++++ Selected extract ++++

Is there anything we can do to help regarding that?
You could comment on the proposal I made back then, or propose a different solution.
Looking at that proposal, I don't follow how changing *loaders* (vs. importers) would help. If an importer's find_module doesn't natively support PEP 382, then there's no way to get a loader for the package in the first place. Today, namespace packages work fine with PEP 302 loaders, because the namespace-ness is really only about setting up the __path__, and detecting that you need to do this in the first place.
In the PEP 302 scheme, then, it's either importers that have to change, or the process that invokes them. Being able to ask an importer the equivalents of os.path.join, listdir, and get_data would suffice to make an import process that could do the trick.
Essentially, you'd ask each importer to first attempt to find the module, and then asking it (or the loader, if the find worked) whether packagename/*.pth exists, and then processing their contents.

++++ Supplied material ++++

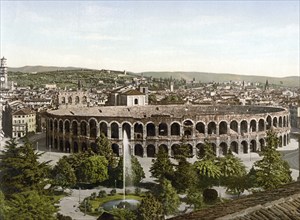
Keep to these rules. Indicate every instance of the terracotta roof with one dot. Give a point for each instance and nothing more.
(281, 203)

++++

Exercises |
A – In the namespace packages discussion, what is namespace-ness said to be really only about?
B – Pick up the namespace packages discussion right after its final sentence and carry it on.

Answers to the exercise |
A – Setting up the __path__, and detecting that you need to do this in the first place.

B –
I don't think there's a need to have a special method for executing a package __init__, since what you'd do in the case where there are .pth but no __init__, is to simply continue the search to the end of sys.path (or the parent package __path__), and *then* create the module with an appropriate __path__.
If at any point the find_module() call succeeds, then subsequent importers will just be asked for .pth files, which can then be processed into the __path__ of the now-loaded module.
IOW, something like this (very rough draft):
pth_contents = [] module = None
for pathitem in syspath_or_parent__path__:
importer = pkgutil.get_importer(pathitem) if importer is None: continue
if module is None: try: loader = importer.find_module(fullname) except ImportError: pass else: # errors here should propagate module = loader.load_module(fullname) if not hasattr(module, '__path__'): # found, but not a package return module
pc = get_pth_contents(importer) if pc is not None: subpath = os.path.join(pathitem, modulebasename) pth_contents.append(subpath) pth_contents.extend(pc) if '*' not in pth_contents: # got a package, but not a namespace break
if pth_contents: if module is None: # No __init__, but we have paths, so make an empty package module = # new module object w/empty __path__ modify__path__(module, pth_contents)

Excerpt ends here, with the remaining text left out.